◆ Text
----------------

Senator Sanders came out very strongly today against a proposed reinstatement of the SALT deduction for five years, to be part of the proposed reconciliation package. He is right to oppose the SALT deduction. It is a provision that has no redeeming features. As a reminder, the SALT deduction allows taxpayers to deduct their state and local taxes from their taxable income. The 2017 Paul Ryan tax reform capped the deduction at $10,000 per taxpayer. Some Democrats in Congress now want to restore the full deduction for five years.
The reason the deduction has no redeeming features is that: 1) It is distortive: it implies a federal subsidy for state and local tax increases - voters don't pay the full cost of tax increases, so politicians face incentives to raise them beyond what would otherwise be the case. The distortion extends to the type of taxes that policymakers might adopt: the deduction encourages income taxes rather than sales taxes, i.e. it encourages taxes that distort work and innovation incentives, to the detriment of taxes that encourage thrift and capital accumulation (as is the case with consumption taxes). 2) It is regressive. Those who benefit the most from the SALT deduction are taxpayers who own a lot of property (local taxes) or who earn a lot of income (state income taxes). Essentially, under the SALT deduction, the poor have to pay more taxes to finance a tax cut for rich people. Indeed, according to the bipartisan Committee for a Responsible Federal Budget, about 80% of the tax cut would go to the top 5% of taxpayers. It would also be the biggest line item in the Build Back Better plan.
The proposal to restore the SALT deduction is symptomatic of the newfound tendency of center-left parties in advanced industrial democracies to cater to moneyed interests. This tendency was recently documented in admirable detail by Thomas Piketty and his coauthors. The populist right understands this and has made huge inroads with the working class.
Not only should Congress not restore the full deduction, they should also reduce or eliminate the partial deduction that now exists. While they are at it, they should also completely get rid of the mortgage interest deduction, which is similarly distortive and regressive.

----------------

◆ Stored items

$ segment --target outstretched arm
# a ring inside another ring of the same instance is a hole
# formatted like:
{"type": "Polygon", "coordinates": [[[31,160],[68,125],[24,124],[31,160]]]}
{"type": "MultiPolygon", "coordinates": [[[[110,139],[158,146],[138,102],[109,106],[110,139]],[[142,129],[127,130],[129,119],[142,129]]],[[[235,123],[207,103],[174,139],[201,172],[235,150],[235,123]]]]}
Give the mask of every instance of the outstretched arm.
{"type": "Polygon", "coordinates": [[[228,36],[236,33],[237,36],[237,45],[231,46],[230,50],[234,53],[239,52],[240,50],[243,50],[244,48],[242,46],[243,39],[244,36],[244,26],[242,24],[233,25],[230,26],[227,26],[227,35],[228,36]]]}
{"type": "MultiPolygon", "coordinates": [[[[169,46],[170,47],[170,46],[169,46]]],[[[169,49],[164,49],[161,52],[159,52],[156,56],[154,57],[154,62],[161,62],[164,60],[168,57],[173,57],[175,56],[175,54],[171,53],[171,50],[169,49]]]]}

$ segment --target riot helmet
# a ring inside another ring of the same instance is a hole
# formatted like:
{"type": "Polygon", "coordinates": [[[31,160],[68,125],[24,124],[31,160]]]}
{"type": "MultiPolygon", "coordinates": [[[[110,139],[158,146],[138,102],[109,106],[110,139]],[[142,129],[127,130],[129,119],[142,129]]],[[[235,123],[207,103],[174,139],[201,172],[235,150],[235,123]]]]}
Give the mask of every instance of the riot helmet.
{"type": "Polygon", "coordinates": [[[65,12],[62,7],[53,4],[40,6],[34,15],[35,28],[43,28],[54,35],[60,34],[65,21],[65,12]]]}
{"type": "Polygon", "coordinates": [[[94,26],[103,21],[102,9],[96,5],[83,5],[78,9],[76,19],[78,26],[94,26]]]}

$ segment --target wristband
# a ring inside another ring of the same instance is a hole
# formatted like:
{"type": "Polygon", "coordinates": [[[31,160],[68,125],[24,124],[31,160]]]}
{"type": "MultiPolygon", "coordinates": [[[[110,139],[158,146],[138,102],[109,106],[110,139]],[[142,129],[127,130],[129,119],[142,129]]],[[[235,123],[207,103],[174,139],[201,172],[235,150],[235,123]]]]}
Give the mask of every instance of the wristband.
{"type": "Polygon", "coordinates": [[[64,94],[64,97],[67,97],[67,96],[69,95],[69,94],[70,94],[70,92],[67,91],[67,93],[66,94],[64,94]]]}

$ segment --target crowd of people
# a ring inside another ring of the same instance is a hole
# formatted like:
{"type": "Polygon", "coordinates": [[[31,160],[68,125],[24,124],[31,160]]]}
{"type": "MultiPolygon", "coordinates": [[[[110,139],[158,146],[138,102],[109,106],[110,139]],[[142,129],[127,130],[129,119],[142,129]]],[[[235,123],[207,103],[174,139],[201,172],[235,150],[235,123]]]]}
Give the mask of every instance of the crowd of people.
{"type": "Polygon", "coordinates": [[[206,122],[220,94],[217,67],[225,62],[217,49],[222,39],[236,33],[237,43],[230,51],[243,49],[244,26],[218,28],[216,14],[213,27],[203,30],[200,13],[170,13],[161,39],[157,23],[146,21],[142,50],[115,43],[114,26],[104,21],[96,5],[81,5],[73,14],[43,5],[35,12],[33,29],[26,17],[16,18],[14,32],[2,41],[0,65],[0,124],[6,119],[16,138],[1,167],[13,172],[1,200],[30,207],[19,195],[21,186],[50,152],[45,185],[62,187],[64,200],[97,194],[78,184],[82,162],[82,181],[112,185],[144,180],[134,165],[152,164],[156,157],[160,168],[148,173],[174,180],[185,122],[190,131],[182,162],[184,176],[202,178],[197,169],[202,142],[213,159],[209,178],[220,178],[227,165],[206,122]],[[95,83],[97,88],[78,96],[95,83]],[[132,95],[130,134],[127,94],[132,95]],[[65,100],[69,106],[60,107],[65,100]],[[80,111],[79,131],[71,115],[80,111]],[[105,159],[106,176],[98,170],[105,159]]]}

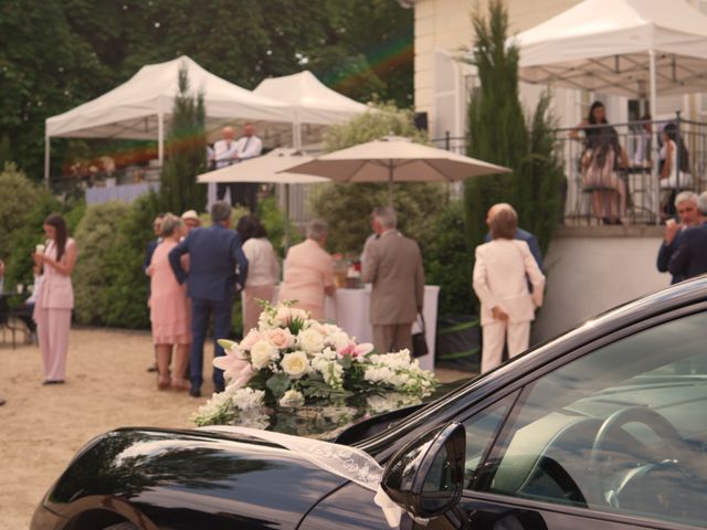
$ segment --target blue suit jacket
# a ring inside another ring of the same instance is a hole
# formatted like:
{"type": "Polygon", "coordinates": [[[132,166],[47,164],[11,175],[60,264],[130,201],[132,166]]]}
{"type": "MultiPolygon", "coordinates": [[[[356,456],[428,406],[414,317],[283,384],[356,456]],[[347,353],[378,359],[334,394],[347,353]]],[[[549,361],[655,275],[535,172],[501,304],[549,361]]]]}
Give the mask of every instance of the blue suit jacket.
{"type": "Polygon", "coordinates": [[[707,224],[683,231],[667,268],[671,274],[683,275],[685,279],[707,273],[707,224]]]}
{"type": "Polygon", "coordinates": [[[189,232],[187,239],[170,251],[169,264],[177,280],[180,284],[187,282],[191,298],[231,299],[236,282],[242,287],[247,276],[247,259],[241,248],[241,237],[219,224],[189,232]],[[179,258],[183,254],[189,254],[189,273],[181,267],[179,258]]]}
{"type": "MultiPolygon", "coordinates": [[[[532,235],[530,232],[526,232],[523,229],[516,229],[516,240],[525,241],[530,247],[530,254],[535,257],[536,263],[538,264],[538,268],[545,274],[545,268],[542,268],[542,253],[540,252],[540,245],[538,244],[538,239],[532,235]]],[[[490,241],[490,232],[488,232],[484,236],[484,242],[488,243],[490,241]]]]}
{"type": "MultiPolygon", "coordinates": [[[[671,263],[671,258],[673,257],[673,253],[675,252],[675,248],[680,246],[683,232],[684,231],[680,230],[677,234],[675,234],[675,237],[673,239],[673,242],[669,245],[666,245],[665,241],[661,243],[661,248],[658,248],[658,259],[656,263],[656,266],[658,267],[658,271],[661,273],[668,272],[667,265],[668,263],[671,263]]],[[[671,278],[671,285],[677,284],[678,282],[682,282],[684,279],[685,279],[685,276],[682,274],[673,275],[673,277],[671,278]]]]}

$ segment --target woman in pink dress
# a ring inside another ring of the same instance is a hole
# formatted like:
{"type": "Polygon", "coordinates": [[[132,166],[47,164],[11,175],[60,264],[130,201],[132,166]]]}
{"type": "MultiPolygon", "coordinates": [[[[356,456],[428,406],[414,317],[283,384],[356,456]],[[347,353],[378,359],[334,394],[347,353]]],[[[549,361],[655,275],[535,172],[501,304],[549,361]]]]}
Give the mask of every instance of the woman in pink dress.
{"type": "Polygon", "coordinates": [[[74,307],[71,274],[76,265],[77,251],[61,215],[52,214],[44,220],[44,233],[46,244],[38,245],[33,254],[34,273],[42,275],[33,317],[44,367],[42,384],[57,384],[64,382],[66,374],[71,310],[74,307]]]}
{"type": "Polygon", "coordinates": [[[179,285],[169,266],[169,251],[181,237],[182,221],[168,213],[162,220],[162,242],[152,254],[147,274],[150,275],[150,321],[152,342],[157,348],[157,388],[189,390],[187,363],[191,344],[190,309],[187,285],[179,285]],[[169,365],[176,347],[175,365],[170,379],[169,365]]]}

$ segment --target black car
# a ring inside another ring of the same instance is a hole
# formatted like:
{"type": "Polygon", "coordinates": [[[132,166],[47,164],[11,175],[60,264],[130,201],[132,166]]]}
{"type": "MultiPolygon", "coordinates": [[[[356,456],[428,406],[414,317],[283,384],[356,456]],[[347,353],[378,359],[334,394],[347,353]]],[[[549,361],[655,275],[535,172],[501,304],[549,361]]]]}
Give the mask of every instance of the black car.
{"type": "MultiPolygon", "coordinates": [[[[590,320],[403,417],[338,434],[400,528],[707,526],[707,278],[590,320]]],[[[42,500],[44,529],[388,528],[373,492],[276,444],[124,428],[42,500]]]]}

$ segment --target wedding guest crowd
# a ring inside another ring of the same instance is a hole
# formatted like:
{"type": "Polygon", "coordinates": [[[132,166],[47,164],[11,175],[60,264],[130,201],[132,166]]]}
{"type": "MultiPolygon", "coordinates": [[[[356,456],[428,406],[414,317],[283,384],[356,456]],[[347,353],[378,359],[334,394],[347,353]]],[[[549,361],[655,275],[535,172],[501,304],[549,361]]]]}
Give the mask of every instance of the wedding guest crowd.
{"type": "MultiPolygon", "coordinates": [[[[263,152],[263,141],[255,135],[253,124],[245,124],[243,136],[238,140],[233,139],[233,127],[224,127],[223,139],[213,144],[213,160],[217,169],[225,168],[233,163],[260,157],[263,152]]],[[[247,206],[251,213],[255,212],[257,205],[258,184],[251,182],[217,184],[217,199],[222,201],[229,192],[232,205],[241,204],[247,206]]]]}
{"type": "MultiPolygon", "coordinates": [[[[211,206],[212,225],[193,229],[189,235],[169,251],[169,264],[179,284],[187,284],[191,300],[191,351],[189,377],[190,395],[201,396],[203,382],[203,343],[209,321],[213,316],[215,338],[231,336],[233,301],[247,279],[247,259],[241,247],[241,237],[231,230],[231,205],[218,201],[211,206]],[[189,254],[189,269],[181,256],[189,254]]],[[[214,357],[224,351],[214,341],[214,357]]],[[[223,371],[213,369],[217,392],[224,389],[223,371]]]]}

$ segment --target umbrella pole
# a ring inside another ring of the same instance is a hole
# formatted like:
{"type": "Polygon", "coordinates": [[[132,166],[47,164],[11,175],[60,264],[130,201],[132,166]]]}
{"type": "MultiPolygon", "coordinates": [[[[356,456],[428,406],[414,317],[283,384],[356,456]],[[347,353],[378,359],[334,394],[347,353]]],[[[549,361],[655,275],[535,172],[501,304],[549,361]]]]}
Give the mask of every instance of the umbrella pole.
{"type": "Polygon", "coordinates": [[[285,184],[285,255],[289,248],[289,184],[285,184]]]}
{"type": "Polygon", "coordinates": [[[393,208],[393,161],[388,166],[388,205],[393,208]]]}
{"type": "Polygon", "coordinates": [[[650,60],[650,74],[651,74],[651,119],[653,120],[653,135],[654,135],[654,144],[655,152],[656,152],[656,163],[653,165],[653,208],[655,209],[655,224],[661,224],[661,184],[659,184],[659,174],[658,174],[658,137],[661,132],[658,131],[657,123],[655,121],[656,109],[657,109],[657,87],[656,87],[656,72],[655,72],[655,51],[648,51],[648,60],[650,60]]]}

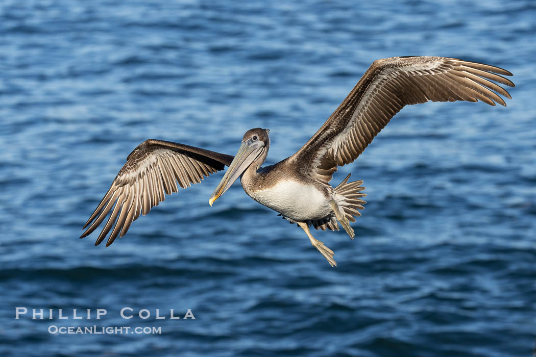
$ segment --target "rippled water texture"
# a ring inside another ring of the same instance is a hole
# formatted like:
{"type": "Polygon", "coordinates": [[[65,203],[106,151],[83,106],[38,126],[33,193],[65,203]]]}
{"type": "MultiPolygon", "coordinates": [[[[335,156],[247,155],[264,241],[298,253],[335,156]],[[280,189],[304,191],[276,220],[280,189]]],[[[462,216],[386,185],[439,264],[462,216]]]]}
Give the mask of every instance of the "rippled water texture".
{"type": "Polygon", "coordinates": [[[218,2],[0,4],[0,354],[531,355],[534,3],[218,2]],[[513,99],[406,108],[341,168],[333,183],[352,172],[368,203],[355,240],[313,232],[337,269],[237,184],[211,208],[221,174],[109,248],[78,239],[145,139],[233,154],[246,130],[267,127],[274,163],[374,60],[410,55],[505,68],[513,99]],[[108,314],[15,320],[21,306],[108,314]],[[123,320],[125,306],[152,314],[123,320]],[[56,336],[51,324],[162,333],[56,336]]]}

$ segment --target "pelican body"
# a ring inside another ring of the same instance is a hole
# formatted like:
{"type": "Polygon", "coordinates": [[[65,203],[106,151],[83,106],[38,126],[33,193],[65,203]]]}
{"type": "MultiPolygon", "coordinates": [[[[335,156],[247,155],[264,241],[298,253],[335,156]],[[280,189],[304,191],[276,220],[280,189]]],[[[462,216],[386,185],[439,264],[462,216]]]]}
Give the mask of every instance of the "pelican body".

----------------

◆ Activities
• a. Decide whether each statement agrees with the text on the SALT deduction, answering yes or no and quoting the deciding words: (i) The 2017 tax reform limited the SALT deduction to $10,000 per taxpayer. (ii) The deduction pushes policymakers toward sales taxes rather than income taxes. (iii) The text calls for keeping the mortgage interest deduction.
• b. Reproduce the part of the SALT deduction text between "The proposal to" and "the working class.", inclusive.

◆ Solutions below
• a.
(i) Yes: "The 2017 Paul Ryan tax reform capped the deduction at $10,000 per taxpayer."
(ii) No: "the deduction encourages income taxes rather than sales taxes"
(iii) No: "they should also completely get rid of the mortgage interest deduction"

• b.
The proposal to restore the SALT deduction is symptomatic of the newfound tendency of center-left parties in advanced industrial democracies to cater to moneyed interests. This tendency was recently documented in admirable detail by Thomas Piketty and his coauthors. The populist right understands this and has made huge inroads with the working class.